### Seçilen bölüm
----
Suriye konusunda bugüne kadar değişik formatlarda alınan kararlar
olduğunu fakat sonuçlarının uygulanmadığını ifade eden Çavuşoğlu,
neticede arazide durumun daha da kötüleştiğini hatırlattı.
Çavuşoğlu, son zamanlarda Cumhurbaşkanı Recep Tayyip Erdoğan ile
Rusya Devlet Başkanı Vladimir Putin'in ortaya koyduğu irade
çerçevesinde çalışmalarının neticesini arazide alabildiklerini ve
bunda İran'ın da yapıcı rolünün çok önemli olduğunu ifade etti.
Bakan Çavuşoğlu, "Dolayısıyla bugün ortak metinde Birleşmiş
Milletler'in (BM) rolünü inkar etmedik, hatta BMGK'nin 2254 sayılı
kararına da atıfta bulunduk ama sonuç alıcı çabaların her zaman
faydası vardır. Burada önemli olan üçlü formatta aldığımız
kararların uygulanması. Samimi şekilde uygularsak, Suriye'de
söylediğimiz çerçevede sonuca gidebiliriz." görüşünü dile
getirdi.
Ateşkesin tüm Suriye geneline yayılması konusunda DEAŞ, El Nusra
gibi terör örgütleri ile mücadelenin sürdüğünü ifade eden
Çavuşoğlu, "Onlarla mücadelemiz devam edecek ama rejim,
muhalifler, bir de dışarıdan gelen gruplar var. Hizbullah var,
başka gruplar da var. Dolayısıyla tüm bu gruplara bu yardımların
kesilmesi lazım. O nedenle sadece bir tarafa işarette bulunmak
doğru değildir. " ifadelerini kullandı.
"Münbiç'te etnik temizliğe müsaade edilmemeli"
Çavuşoğlu, "Fırat Kalkanı operasyonunun amacının"
----
### Yapılacak işler
1. Suriye açıklamalarıyla ilgili metinde "Ateşkesin tüm Suriye geneline yayılması konusunda" diye başlayan paragrafı, ana bilgilerini koruyarak kısa bir madde listesine dönüştürün.
2. Suriye açıklamalarıyla ilgili metne göre ortak metinde BMGK'nin kaç sayılı kararına atıfta bulunuldu?
3. Suriye açıklamalarıyla ilgili metnin devamını yazın.
----
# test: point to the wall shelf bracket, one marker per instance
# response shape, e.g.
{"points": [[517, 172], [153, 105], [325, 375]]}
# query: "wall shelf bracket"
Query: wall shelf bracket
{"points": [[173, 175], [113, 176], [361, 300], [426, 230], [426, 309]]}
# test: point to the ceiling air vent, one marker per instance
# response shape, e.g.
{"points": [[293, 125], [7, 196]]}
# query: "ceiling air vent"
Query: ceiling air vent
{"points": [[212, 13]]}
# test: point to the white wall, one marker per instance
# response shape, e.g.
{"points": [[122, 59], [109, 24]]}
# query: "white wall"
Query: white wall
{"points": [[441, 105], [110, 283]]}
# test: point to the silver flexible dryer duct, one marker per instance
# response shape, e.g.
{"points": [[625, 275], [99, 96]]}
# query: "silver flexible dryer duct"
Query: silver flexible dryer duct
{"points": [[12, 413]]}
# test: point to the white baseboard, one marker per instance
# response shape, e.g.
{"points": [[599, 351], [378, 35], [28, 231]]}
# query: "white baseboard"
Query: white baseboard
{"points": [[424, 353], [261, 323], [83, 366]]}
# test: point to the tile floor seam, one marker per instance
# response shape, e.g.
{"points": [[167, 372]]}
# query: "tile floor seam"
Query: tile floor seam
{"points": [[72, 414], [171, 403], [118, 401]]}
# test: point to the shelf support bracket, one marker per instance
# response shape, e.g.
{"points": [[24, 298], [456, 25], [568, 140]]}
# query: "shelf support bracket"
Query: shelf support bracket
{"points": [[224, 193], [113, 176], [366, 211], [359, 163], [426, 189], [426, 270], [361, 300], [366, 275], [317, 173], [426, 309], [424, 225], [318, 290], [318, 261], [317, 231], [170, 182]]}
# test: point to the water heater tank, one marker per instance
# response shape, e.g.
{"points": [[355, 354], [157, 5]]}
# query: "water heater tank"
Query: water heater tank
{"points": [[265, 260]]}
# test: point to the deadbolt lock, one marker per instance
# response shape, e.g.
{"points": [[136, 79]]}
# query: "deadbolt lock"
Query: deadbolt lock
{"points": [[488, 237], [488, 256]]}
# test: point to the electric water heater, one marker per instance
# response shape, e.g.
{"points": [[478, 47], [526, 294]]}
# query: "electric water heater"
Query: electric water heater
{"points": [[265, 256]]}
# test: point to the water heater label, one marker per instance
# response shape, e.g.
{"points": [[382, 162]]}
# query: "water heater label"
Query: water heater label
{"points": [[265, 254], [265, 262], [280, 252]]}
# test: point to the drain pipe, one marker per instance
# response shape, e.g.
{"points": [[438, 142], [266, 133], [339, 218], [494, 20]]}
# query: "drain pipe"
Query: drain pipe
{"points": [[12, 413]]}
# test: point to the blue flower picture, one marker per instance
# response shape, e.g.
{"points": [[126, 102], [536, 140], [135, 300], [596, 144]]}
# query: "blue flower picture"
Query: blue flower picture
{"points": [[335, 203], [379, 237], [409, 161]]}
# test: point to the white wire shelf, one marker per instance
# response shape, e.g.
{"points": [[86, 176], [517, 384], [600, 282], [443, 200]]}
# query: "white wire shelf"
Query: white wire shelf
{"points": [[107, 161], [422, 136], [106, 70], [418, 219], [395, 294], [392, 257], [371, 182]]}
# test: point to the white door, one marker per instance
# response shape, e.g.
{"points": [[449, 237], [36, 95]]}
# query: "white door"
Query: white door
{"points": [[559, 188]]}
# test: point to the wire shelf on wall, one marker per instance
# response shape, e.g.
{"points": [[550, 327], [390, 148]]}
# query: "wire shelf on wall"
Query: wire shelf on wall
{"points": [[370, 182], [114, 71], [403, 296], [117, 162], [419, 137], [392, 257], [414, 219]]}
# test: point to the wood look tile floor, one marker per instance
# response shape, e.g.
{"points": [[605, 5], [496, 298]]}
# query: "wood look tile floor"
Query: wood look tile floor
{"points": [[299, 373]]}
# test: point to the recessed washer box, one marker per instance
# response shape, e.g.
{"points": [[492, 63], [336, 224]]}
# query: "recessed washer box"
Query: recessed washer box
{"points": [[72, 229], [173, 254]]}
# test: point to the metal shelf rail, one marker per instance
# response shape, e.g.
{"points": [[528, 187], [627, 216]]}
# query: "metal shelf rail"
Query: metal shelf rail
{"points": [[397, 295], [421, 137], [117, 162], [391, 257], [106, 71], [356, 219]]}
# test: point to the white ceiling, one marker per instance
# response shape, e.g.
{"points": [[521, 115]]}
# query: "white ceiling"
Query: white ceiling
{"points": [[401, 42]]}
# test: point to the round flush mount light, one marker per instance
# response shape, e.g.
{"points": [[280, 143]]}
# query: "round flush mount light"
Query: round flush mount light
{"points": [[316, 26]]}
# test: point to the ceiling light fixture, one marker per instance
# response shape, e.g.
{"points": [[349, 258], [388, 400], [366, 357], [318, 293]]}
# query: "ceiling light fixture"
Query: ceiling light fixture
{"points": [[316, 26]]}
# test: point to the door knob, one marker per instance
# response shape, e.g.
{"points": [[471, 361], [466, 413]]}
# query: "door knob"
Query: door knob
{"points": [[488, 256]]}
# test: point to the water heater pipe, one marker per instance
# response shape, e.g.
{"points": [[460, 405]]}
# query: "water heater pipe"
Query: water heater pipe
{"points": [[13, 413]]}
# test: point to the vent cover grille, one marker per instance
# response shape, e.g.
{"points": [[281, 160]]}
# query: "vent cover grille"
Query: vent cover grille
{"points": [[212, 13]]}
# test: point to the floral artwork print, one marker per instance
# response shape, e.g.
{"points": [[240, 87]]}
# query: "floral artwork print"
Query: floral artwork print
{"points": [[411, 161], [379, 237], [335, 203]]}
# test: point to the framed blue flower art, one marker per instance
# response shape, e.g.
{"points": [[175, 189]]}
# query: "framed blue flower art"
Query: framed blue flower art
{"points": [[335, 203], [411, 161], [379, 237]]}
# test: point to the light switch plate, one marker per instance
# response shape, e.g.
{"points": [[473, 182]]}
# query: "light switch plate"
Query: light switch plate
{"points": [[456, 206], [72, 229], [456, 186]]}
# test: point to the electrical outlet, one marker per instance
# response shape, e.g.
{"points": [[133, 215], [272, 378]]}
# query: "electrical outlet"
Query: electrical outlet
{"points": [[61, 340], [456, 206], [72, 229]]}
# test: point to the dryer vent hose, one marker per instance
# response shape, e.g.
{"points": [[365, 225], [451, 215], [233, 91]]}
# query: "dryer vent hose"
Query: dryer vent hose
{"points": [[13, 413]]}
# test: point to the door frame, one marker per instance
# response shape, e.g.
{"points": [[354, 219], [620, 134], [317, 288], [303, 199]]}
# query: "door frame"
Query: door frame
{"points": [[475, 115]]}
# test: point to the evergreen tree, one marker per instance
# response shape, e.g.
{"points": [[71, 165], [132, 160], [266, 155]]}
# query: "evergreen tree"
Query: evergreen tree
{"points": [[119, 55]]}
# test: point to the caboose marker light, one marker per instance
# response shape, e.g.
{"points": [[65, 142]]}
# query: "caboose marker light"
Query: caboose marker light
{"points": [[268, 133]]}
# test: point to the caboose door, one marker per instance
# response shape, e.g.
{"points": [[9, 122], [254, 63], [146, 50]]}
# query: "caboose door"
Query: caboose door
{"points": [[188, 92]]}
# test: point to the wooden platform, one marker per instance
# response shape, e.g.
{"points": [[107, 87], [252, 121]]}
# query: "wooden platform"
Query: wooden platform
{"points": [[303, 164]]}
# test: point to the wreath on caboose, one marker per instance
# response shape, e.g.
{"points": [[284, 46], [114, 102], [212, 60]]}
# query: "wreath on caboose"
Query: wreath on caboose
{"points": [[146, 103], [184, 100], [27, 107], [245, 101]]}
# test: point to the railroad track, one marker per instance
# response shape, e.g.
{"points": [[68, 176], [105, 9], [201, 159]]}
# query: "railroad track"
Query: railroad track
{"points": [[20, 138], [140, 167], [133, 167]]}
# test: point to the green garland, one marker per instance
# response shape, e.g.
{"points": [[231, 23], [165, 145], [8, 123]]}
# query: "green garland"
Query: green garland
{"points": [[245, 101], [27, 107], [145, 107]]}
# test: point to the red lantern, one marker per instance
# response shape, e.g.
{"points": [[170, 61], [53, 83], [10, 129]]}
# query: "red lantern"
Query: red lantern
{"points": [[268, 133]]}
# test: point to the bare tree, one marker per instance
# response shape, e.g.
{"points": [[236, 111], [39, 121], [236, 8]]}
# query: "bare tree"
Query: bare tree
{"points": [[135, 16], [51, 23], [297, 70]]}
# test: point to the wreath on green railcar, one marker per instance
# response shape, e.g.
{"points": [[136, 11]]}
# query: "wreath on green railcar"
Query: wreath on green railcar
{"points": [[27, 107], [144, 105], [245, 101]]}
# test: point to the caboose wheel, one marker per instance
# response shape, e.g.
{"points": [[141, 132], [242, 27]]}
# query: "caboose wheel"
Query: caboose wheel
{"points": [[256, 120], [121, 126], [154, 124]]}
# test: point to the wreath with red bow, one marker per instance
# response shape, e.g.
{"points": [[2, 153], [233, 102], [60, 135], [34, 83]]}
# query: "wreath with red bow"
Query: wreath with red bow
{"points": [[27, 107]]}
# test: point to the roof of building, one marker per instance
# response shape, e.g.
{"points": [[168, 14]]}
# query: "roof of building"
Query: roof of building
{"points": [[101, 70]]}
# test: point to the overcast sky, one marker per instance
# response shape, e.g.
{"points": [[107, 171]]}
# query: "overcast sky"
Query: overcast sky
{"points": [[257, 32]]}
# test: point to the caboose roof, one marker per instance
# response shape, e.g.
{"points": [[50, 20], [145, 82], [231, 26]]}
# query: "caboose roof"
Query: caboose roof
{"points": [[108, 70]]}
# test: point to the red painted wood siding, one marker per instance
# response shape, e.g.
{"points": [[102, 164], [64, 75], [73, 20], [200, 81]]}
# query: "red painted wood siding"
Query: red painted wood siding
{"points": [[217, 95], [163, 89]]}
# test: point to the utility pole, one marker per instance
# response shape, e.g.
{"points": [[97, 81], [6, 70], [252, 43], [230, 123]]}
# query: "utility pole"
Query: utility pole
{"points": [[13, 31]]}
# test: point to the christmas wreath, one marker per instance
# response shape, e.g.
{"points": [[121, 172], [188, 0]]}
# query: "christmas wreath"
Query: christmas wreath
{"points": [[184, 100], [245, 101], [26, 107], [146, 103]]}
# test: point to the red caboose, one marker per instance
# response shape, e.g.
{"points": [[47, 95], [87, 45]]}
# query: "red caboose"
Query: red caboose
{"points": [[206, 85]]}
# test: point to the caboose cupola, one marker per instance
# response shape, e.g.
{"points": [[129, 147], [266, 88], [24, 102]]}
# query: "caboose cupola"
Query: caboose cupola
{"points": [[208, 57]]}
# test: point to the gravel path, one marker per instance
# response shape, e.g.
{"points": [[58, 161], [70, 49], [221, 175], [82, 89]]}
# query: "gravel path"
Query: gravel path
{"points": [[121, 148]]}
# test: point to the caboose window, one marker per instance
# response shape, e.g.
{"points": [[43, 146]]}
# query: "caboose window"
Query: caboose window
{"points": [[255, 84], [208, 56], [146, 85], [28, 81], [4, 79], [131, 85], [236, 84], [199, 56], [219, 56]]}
----
### Sonuçlar
1.
- Ateşkesin tüm Suriye'ye yayılması konusunda DEAŞ ve El Nusra gibi terör örgütleriyle mücadele sürüyor ve devam edecek.
- Sahada rejim ve muhaliflerin yanı sıra Hizbullah gibi dışarıdan gelen gruplar da var.
- Bu grupların hepsine yapılan yardımlar kesilmeli.
- Yalnızca bir tarafı işaret etmek doğru değil.

2. 2254 sayılı karar.

3.
sorulmasına karşılık, amacın Münbiç Cebi'ni DEAŞ terör örgütünden
temizlemek ve burayı mülteciler ve yerinden edilmiş insanlar için
güvenli bir bölge haline getirmek ve burada yaşayan insanlara
bırakmak olduğunu söyledi. Şu anda El Bab etrafında operasyonun
devam ettiğini ifade eden Çavuoşoğlu, buranın da DEAŞ'ın kontrol
ettiği önemli şehirlerden bir tanesi olduğunu belirtti. El Bab
operasyonu bittikten sonra da burayı o bölgede yaşayan El
Bab'lılara bırakılmasında fayda olduğunun altını çizen Çavuşoğlu,
"Bizim tutumumuz her zaman net ama Münbiç'te Münbiçlilerin
istemediği unsurlar da var. Burası da sadece Münbiçlilerin,
dışarıdan farklı grupların gelip burayı yönetmeye çalışması ve
etnik temizlik yapması da uygun değil. Buna da müsaade
edilmemeli." şeklinde konuştu.
Mevlüt Çavuşoğlu, Fırat Kalkanı Harekatı'nın arkasında başka
gündemlerinin olmadığını dile getirdi. "Biz Suriye'nin,
Irak'ın ve tüm komşularımızın ama özellikle Suriye'yi burada
vurgulamak isterim, ulusal birliğini ve sınır bütünlüğünü
destekliyoruz ve kesinlikle de bir bölünmeye karşıyız."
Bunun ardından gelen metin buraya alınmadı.